══ Information

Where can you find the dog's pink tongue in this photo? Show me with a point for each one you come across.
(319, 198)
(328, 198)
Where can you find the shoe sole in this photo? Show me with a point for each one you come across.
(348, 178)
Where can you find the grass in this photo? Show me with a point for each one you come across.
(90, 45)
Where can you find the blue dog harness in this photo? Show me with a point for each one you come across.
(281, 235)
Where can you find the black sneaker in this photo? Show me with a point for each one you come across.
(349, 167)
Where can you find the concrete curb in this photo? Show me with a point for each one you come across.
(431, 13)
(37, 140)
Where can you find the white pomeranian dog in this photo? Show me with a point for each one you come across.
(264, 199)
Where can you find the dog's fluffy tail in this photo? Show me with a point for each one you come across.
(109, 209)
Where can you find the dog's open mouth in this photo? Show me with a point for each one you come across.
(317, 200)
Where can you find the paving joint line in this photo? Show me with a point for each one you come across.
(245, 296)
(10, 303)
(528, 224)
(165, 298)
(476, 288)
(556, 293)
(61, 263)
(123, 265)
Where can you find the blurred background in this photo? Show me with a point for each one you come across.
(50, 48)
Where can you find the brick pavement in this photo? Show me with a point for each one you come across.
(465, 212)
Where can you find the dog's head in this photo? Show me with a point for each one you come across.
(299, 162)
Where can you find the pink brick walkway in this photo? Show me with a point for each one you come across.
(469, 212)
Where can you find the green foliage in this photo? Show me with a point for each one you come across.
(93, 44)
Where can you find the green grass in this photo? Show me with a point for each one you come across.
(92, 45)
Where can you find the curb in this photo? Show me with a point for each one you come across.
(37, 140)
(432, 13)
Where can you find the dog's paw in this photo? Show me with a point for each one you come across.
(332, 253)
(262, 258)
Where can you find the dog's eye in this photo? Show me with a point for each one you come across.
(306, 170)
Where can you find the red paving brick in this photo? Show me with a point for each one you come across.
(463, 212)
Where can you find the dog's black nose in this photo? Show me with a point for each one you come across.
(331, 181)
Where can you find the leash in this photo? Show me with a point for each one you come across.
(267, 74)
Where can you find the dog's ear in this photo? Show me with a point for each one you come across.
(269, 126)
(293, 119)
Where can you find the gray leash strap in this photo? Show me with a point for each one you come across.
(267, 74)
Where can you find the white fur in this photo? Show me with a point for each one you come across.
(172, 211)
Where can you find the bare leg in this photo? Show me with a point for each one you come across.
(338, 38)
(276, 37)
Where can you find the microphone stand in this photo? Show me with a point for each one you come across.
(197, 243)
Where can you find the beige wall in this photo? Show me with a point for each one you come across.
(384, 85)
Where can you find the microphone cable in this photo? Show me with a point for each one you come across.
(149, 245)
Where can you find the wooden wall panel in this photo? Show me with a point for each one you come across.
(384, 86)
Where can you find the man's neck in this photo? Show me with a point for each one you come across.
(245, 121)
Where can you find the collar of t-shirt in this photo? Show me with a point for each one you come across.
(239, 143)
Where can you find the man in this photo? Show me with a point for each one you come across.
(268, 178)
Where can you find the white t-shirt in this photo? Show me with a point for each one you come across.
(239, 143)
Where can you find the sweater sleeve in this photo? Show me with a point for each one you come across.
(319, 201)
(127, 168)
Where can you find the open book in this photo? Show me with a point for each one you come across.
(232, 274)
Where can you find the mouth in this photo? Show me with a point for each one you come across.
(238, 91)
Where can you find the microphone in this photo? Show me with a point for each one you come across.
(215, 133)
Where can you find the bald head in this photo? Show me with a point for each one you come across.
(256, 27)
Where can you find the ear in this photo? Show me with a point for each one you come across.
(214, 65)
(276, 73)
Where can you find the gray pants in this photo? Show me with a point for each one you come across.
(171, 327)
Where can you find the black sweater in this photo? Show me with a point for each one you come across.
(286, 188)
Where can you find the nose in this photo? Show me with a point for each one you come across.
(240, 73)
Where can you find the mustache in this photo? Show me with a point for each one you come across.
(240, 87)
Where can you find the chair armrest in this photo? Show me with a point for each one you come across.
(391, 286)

════

What you are asked to do ▸ Would you retype the listing above in full, exactly as it reads?

Answer box ▸
Where can you find the dog's pink tongue in this photo? Show me with a point for each one you come across.
(319, 198)
(328, 198)
Where can you find the shoe sole in this photo? Show me with a point for each one you come across.
(348, 178)
Where can you find the grass in this photo? Show me with a point for each one you come across.
(90, 45)
Where can you find the blue dog harness in this photo? Show me with a point for each one you come across.
(281, 235)
Where can you find the black sneaker in this photo? Show me with a point for each one you come across.
(349, 167)
Where can you find the concrete curb in this photo? Show me with a point for each one you come across.
(431, 13)
(37, 140)
Where can you find the white pomeranian dog in this photo? Show me with a point for each one you come across.
(264, 199)
Where can you find the dog's fluffy tail in this photo? Show me with a point for each one you come across.
(109, 209)
Where can you find the dog's open mouth in this photo? Show me with a point for each one you come across.
(317, 200)
Where can you find the paving joint line in this photo? Show me with a point for each one you come across.
(245, 296)
(10, 303)
(528, 224)
(165, 298)
(476, 288)
(556, 293)
(61, 263)
(123, 265)
Where can you find the blurred background in this photo? Show me with a point for each one you come across.
(50, 48)
Where can you find the brick pavement in this photo? Show me with a point for each one you come across.
(465, 212)
Where can you find the dog's head in this photo? Show me with a point for each one you come across.
(299, 162)
Where can you find the pink brick walkway in this photo? Show me with a point for each one you come across.
(469, 212)
Where can you find the green foliage in this photo? Show me with a point for each one you come across.
(93, 44)
Where can you find the green grass in this photo? Show me with a point for each one you come across.
(92, 45)
Where can you find the curb in this photo? Show me with a point for each one you come across.
(37, 140)
(432, 13)
Where can you find the dog's paw in this photo? Show me with a point for each one you come across.
(332, 253)
(262, 258)
Where can you find the dog's eye in this photo? Show me with a point for each one you come across.
(306, 170)
Where can you find the red paving brick in this photo? Show me with a point for each one you come across.
(463, 212)
Where can you find the dog's black nose in this photo? Show me with a point for each one you come across.
(331, 181)
Where can you find the leash in this photo? Show me with a point for each one you come across.
(267, 74)
Where can you find the dog's ear in this photo? Show me with a point for each one you come across.
(269, 126)
(293, 119)
Where can you find the gray leash strap in this photo? Show me with a point for each one you come across.
(267, 74)
Where can you find the white fur in this photo? Show me with a point for each one you come across.
(172, 211)
Where can you find the bare leg in this photo? Show me with a point for each one you come across.
(338, 38)
(276, 37)
Where can you find the microphone stand in this photo? Show me with a point for each one you come across.
(197, 243)
Where can you find the beige wall in this photo? Show me with a point for each one you come across.
(384, 85)
Where can you find the microphone cable in this photo? Show me with a point for each one you come across.
(149, 245)
Where can you find the wooden wall panel in this photo? Show me with a point for each one you come across.
(384, 86)
Where can you find the man's neck in this photo? Show me with a point for each one you come across.
(245, 121)
Where can you find the collar of t-shirt in this photo? Show me with a point for each one you come across.
(239, 143)
Where can you find the man in this photo? Show me with a point for each one you come across.
(268, 178)
Where can you find the white t-shirt in this photo? Show me with a point for each one you come across.
(239, 143)
Where can you find the sweater sleeve in this photo? Show me with a point for each one you come across.
(319, 201)
(127, 168)
Where can you find the open book in this photo? Show me with a point for each one you come across.
(232, 274)
Where can you find the mouth in this photo? Show me with a point for each one you come across.
(238, 91)
Where can you find the microphone in this photo? Show me with a point for each one you come across.
(215, 133)
Where can you find the bald head in this photo? Show me with a point for each one you come across.
(256, 27)
Where can you find the ear in this photo? Show me with a point for each one you come across.
(214, 65)
(276, 73)
Where can you find the gray pants in this photo? Show me with a point for each one you come across.
(171, 327)
Where can you find the black sweater in this photo? Show me with a point for each one you come across.
(286, 188)
Where can you find the nose in this photo? Show me with a point for each one you come across.
(240, 73)
Where can you find the mustache in this photo? Show me with a point for each one you come across.
(240, 87)
Where can you find the chair armrest in this photo? Show me with a point for each one you come across.
(391, 286)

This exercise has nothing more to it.